- Opening Delimiter -
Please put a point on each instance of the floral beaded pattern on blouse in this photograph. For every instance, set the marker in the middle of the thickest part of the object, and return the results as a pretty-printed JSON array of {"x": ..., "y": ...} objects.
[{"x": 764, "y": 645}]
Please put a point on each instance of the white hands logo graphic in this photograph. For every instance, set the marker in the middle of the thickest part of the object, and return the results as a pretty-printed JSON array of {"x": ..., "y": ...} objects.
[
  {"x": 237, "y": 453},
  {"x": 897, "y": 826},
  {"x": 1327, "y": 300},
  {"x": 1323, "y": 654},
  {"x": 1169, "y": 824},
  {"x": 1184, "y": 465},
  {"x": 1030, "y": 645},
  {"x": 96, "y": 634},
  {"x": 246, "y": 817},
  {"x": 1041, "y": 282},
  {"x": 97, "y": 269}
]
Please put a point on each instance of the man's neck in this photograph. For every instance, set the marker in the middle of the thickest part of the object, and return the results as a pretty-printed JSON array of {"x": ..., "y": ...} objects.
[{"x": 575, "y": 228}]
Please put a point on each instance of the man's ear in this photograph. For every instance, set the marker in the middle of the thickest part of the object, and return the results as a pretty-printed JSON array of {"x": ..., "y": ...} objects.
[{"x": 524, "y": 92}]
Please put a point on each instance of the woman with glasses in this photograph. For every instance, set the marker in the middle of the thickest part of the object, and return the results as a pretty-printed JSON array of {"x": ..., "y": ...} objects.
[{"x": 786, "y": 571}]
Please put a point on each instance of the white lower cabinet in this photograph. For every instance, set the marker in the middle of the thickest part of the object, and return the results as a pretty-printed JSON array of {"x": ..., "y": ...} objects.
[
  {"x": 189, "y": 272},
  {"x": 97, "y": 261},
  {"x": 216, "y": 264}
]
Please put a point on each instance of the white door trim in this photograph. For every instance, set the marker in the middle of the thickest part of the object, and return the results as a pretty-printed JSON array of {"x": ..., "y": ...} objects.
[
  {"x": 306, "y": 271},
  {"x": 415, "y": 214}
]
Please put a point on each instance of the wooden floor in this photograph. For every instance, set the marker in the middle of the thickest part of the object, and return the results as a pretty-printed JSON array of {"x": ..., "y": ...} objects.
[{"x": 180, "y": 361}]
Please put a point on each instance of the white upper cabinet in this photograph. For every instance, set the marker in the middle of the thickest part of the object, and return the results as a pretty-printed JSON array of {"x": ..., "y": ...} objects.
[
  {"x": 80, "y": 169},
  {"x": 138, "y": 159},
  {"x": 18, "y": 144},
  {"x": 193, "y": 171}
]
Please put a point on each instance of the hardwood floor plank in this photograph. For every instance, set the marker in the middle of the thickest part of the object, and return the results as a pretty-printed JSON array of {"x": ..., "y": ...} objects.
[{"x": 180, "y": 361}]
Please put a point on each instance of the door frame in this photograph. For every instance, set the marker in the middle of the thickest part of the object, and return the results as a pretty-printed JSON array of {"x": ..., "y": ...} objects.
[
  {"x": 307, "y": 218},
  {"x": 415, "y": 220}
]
- Closing Delimiter -
> _WORK REQUIRED_:
When you write the entries out again, keep every word and mark exactly as it is.

> _EXERCISE SOLUTION_:
Please put a point on each instance of the floral beaded pattern on blouse in this photograph. For every instance, set the marker in the middle of the thickest part of the object, and return the results as a pretty-printed JSON array of {"x": ..., "y": ...} objects.
[{"x": 764, "y": 645}]
Please put a point on each instance of the white hands logo graphic in this photograph. For every instance, set the marker in the middle of the thickest part of the object, and return the results as a pretty-printed JSON array of {"x": ..., "y": ...} objects.
[
  {"x": 237, "y": 453},
  {"x": 897, "y": 826},
  {"x": 1327, "y": 300},
  {"x": 1323, "y": 654},
  {"x": 1169, "y": 824},
  {"x": 1184, "y": 465},
  {"x": 1030, "y": 645},
  {"x": 96, "y": 634},
  {"x": 246, "y": 817},
  {"x": 1041, "y": 282},
  {"x": 97, "y": 269}
]
Please put a point on each instance of the man's neck in this photograph. For every instance, set the marker in the middle of the thickest part of the object, and return the results as a pretty-printed JSON array of {"x": ..., "y": ...} objects.
[{"x": 575, "y": 228}]
Please put a point on each instance of the man's ear in this photograph. For every instance, set the marker in the middle of the thickest part of the object, and return the results as a pretty-printed JSON array of {"x": ..., "y": ...} objects.
[{"x": 524, "y": 92}]
Please put a point on each instance of the woman with glasses in this photograph. For every instance, set the marker in the middle of the thickest part of the object, and return the results as a pretty-printed JSON array of {"x": ..., "y": ...} objects.
[{"x": 786, "y": 571}]
Please put a point on each instance of the white lower cabinet in this photograph. For every instance, set the marker in the middle of the thickest part of the object, and return the results as a pretty-printed JSON array of {"x": ..., "y": ...} objects.
[
  {"x": 189, "y": 272},
  {"x": 97, "y": 261},
  {"x": 216, "y": 264}
]
Please put a point on each instance of the white door trim in this photograph. For every instance, set the marker in the middle of the thickest part of the object, and return the results as a pretty-printed JSON array of {"x": ..., "y": ...} objects.
[
  {"x": 306, "y": 271},
  {"x": 415, "y": 214}
]
Please put a point on each instance of the wooden floor in this photograph. For every instance, set the marker in the middle of the thickest part of the object, and return the results as a pretty-printed JSON array of {"x": ..., "y": ...} objects.
[{"x": 180, "y": 361}]
Please put a point on each instance of the white upper cabinet in this photograph. For every instance, set the marker in the middle of the thickest part of the object, and return the results as a pretty-printed JSON array of {"x": ..., "y": ...} objects.
[
  {"x": 80, "y": 169},
  {"x": 138, "y": 159},
  {"x": 18, "y": 144},
  {"x": 193, "y": 171}
]
Please put a point on each instance of the hardwood floor plank in this photograph. For every instance, set the marker in the middle of the thickest part of the object, and return the results as a pretty-printed JSON array of {"x": ..., "y": ...} objects.
[{"x": 180, "y": 361}]
Please put a point on each instance of the door frame in this photograph. For every instance, set the marker in the middle of the thickest part of the object, and return the results as a pretty-printed JSON array of {"x": ..., "y": ...} objects.
[
  {"x": 307, "y": 218},
  {"x": 415, "y": 220}
]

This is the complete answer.